— start of Materials provided —
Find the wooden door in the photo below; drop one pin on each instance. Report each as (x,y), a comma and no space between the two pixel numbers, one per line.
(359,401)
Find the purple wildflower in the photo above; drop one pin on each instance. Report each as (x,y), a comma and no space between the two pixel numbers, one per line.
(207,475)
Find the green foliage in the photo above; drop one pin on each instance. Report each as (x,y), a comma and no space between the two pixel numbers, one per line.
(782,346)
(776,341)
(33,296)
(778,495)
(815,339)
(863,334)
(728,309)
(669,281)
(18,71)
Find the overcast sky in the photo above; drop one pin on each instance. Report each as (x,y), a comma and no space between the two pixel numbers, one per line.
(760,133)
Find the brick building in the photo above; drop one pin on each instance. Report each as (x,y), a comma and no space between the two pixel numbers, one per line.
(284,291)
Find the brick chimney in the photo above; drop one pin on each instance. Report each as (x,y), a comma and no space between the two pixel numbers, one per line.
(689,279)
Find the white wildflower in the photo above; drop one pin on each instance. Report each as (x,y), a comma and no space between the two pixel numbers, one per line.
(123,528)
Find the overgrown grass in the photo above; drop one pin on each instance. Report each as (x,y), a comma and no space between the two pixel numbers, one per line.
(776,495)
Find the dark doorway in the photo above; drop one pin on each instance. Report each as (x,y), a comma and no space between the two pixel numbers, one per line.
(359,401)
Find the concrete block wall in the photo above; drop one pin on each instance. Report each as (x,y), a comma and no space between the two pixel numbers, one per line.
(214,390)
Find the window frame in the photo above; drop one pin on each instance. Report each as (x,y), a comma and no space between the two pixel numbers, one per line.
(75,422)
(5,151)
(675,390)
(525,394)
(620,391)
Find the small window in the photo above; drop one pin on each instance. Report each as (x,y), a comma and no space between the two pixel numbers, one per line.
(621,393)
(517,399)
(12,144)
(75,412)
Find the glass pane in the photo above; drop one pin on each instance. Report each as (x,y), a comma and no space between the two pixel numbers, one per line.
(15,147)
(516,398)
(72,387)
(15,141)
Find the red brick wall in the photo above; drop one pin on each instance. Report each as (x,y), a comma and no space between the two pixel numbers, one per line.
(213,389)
— end of Materials provided —
What needs to be done:
Copy out all the rows above with "pin" swapped for "marker" wherever it appears, keeping everything else the same.

Solution for this exercise:
Find the wooden door in the photo below; drop one marker on each instance. Report each as (x,y), a comma and no space between the two pixel numbers, one per line.
(359,401)
Find the purple wildflower in the photo above; drop one marker on each instance. Report each as (x,y), a comma and no space between the two pixel numbers, one per line.
(207,475)
Find the green foliage in the photo above; drop one marker on each instance. Report each as (x,y), a comma and no space between the two pixel numbers, one per line.
(782,346)
(776,341)
(33,296)
(778,495)
(815,339)
(863,334)
(728,309)
(669,281)
(18,71)
Find the overcast sky in the photo above; drop one marker on each instance. Report each as (x,y), a comma and no space between the two pixel numbers, one per line.
(760,133)
Find the brick building in the photo above; drop one marker on each instance. Report each as (x,y), a comma and no space between the two pixel numbers, one per line.
(284,291)
Find the brick chimney in the photo above; drop one marker on each instance. Report each as (x,y), a comma and no space between the two pixel numbers, one per line.
(689,279)
Find the white wildflower in the photo above; drop one marker on each instance. Report each as (x,y), a comma and no space between the two pixel numbers, one per line.
(123,528)
Find the overgrown grass in the photo above; drop one marker on each instance. Report each as (x,y), a comma and no space between the two pixel numbers, one per line.
(776,495)
Find the dark doorway in the photo above; drop one marker on each instance. Report each as (x,y), a comma and no space between the two pixel numbers, one per line.
(359,401)
Find the concrete block wall in the photo above; drop one marker on each instance. Report each as (x,y), a comma and no space between the two pixel numbers, one per line.
(214,390)
Find the window frame in the photo above; drop one marker on each instance. Report each as (x,y), a comma and no space between the two pixel numbers, one per line.
(75,422)
(5,151)
(675,390)
(525,394)
(620,391)
Find the small window in the photo above; drop one marker on each instance. Report each as (x,y), a comma and no space between the two pixel numbers, one per line.
(621,393)
(517,399)
(12,144)
(75,412)
Find the glass pane in the photo above; drop one marker on each instance. Report each as (x,y), a comma and no space between the two pixel numbers, one per line.
(15,147)
(516,398)
(72,387)
(15,141)
Find the red brick wall in the photo above; drop one marker on each instance. Report each as (x,y), a comma and no space between the two pixel numbers, one per line.
(213,389)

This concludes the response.